----- GEËXTRAHEERDE TEKST
10 Er zijn veel bewijzen in het Woord van God waaruit blijkt dat Jeruzalem, Judéa en Samaria een bijzonder voortreffelijk getuigenis ontvingen. De evangelist Filippus ging naar de stad Samaria, en de mensenmenigten aldaar schonken aandacht aan wat hij had te zeggen. Petrus maakte er een begin mee het evangelie voor de heidenen toegankelijk te maken door tot Cornelius te spreken, die werd gedoopt en, doordat hij door heilige geest werd verwekt, eveneens een christen bleek te zijn. Over Paulus en Barnabas en hun bediening lezen wij vervolgens: „Nadat zij dan door de gemeente een eind weegs waren vergezeld, vervolgden zij hun weg door Fenicië en Samaria, en zij vertelden uitvoerig over de bekering van mensen uit de natiën en verschaften alle broeders grote vreugde” (Hand. 15:3). Er werd in die eerste dagen van het christendom een groot expansiewerk verricht, en degenen die naar de waarheid uit Gods Woord luisterden, kwamen in gemeenten bijeen en werden heel actief in het doen van Gods wil. In Handelingen 9:31 wordt ons verteld: „Toen trad er voor de gemeente in geheel Judéa en Galiléa en Samaria werkelijk een periode van vrede in en werd ze opgebouwd; en daar ze in de vreze Jehovah’s en in de vertroosting van de heilige geest wandelde, bleef ze in aantal toenemen.” Deze vredige toestand deed zich vóór de bekering van Cornelius voor, en ook al werden er na deze tijd heidenen bekeerd, toch verontrustte dit de joodse christelijke gemeente in geen enkel opzicht, omdat zij nu begrepen dat er een wereldomvattend evangelisatiewerk moest worden doorgevoerd.
----------
**OPDRACHT:** Zet de tekst hierboven over het getuigenis in Jeruzalem, Judéa en Samaria voort, te beginnen na de laatste zin.
----- GEËXTRAHEERD MATERIAAL
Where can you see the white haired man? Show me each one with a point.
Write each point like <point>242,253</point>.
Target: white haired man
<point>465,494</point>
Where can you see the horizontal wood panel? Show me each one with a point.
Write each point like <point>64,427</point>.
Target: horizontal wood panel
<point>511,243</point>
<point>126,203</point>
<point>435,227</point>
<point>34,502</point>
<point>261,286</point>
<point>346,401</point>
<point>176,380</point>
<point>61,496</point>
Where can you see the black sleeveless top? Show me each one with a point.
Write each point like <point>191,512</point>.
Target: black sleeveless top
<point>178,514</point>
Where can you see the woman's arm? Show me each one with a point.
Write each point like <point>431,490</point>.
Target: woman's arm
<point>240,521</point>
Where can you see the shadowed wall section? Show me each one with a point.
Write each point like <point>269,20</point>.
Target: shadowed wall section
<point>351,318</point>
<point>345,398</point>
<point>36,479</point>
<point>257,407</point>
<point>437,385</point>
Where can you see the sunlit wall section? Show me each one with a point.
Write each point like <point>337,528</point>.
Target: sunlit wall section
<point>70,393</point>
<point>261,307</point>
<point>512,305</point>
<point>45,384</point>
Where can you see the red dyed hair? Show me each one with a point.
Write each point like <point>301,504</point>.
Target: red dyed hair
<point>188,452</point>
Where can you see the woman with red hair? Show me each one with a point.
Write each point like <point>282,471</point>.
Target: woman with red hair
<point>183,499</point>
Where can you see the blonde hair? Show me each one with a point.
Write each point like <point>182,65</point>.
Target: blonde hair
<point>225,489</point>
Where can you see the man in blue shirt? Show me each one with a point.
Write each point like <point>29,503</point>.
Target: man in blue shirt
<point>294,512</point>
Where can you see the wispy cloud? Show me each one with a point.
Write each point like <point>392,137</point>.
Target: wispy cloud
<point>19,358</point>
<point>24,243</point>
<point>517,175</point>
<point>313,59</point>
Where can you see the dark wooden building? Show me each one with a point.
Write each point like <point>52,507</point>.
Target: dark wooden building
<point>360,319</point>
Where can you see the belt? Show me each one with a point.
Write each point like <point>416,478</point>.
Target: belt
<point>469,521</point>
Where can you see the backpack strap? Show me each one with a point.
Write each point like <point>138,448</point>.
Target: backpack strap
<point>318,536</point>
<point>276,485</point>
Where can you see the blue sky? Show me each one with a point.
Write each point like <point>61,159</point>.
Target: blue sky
----------
**RESULTAAT HIERONDER:**
11. Welke goede raad betreffende het getuigeniswerk gaf de apostel Paulus aan de jonge Timótheüs?
11 De apostel Paulus was de getrouwe christen die de jongeman Timótheüs hielp een vastberaden standpunt voor de waarheid in te nemen en „de voortreffelijke strijd van het geloof” te strijden. Het moet Paulus veel voldoening hebben gegeven een jongeman als Timótheüs zo ijverig te zien worden en te zien hoe hij naar het ambt van opziener in een gemeente van God streefde en zijn werk bijzonder goed verrichtte. Aangezien Paulus iemand was die het eeuwige leven stevig had vastgegrepen, kon hij ook Timótheüs de aansporing geven: „Predik het woord, houd u er als met een dringende zaak mee bezig, in gunstige tijd, in moeilijke tijd . . . Houd gij . . . in alle dingen uw zinnen bij elkaar, lijd kwaad, doe het werk van een evangelieprediker, volbreng uw bediening ten volle” (2 Tim. 4:2-5). Er waren in die vroege dagen veel mensen die net als Paulus en Timótheüs het goede nieuws van het Koninkrijk predikten. In deze tijd zijn eveneens veel opgedragen mannen en vrouwen met dit werk bezig.
12. (a) Hoe zouden sommigen antwoord kunnen geven op Jezus’ woorden: „Span u krachtig in om door de nauwe deur binnen te gaan”? (b) Hoe alleen kan men Christus’ goedkeuring verwerven?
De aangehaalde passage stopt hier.